▶ [Apply what you read]
[a] Quote the Codex 5.4 vs 5.5 post between "Here’s how it" and "the source material.", inclusive.
[b] Using the Codex 5.4 vs 5.5 post, answer these questions:
(i) Across how many prompt detail levels was the content generated?
(ii) What score did GPT 5.4 High receive?
(iii) Which two outputs were both scored 8.5/10?
[c] Continue the Codex 5.4 vs 5.5 post from the point where it ends.

Codex 5.4 vs 5.5 pricing and quality

#programming #ai

You can get very close results to GPT 5.5 by using GPT 5.4 with a highly detailed prompt.

I ran a small test to check this properly. I generated the same technical content into summaries using both GPT 5.4 and GPT 5.5, across four different prompt detail levels (Low to XHigh). Then I asked ChatGPT to rank all 8 outputs blindly, without giving it any scoring categories or guidelines — so my own preferences wouldn’t influence the result.

Here’s how it turned out:

Rankings (1 = best):

GPT 5.5 XHigh — 9.4/10
Best overall balance of technical depth, accuracy, and framing.
GPT 5.4 XHigh — 9.0/10
Extremely close to the top. Clean, well-structured, and strong.
GPT 5.4 High — 8.7/10
Solid and grounded, with good references to the source material.
GPT 5.5 Medium — 8.5/10
GPT 5.5 High — 8.5/10
Both clear and reliable.
GPT 5.5 Low — 8.3/10
Held up surprisingly well for a lighter prompt.

[Data extracted from a collection]
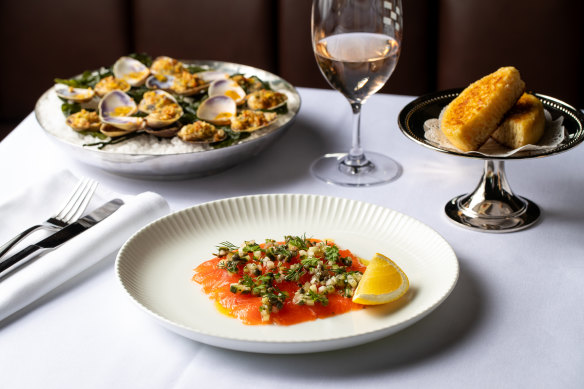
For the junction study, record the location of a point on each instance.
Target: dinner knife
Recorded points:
(60, 237)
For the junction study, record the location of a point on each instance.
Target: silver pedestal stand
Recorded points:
(492, 206)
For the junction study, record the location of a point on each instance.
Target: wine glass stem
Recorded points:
(356, 157)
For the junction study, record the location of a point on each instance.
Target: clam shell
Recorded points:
(229, 88)
(115, 108)
(113, 131)
(160, 82)
(78, 95)
(208, 76)
(131, 70)
(218, 110)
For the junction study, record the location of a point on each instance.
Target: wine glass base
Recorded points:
(380, 169)
(492, 216)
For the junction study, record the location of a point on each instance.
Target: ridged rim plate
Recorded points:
(155, 267)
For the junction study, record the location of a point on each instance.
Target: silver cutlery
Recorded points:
(73, 208)
(59, 237)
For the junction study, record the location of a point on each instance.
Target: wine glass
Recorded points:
(356, 45)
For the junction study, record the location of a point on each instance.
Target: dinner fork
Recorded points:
(70, 212)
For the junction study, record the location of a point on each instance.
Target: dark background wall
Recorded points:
(447, 43)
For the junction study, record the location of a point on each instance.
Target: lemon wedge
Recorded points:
(382, 282)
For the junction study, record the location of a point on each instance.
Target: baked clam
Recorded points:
(155, 99)
(229, 88)
(109, 84)
(131, 70)
(115, 109)
(218, 110)
(164, 116)
(184, 84)
(248, 120)
(201, 132)
(84, 121)
(266, 99)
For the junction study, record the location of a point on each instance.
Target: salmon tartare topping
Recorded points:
(281, 282)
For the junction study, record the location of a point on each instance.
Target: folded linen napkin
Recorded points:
(39, 202)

▶ [List of answers]
[a]
Here’s how it turned out:

Rankings (1 = best):

GPT 5.5 XHigh — 9.4/10
Best overall balance of technical depth, accuracy, and framing.
GPT 5.4 XHigh — 9.0/10
Extremely close to the top. Clean, well-structured, and strong.
GPT 5.4 High — 8.7/10
Solid and grounded, with good references to the source material.

[b]
(i) Four.
(ii) 8.7/10.
(iii) GPT 5.5 Medium and GPT 5.5 High.

[c]
GPT 5.4 Medium — 8.0/10
GPT 5.4 Low — 7.6/10

Main takeaway:
Once you go all-in on prompt detail (XHigh), the performance gap between 5.4 and 5.5 becomes quite small. This gives you a practical, lower-cost option without losing much quality.

Top comments (1)

Nazar Boyko • Jun 21

The takeaway that more detail closes most of the gap matches what I'd expect, and it's a handy way to save on cost. The bit I'd hold loosely is the judge. Asking a model to rank eight outputs, some of them its own, leans on whatever style that model already likes, so the scores aren't quite neutral. The spread is also tight, from 7.6 to 9.4, tight enough that a re-run could reshuffle the middle. If you ran the same ranking twice and it landed the same way, that would make the headline a lot stronger.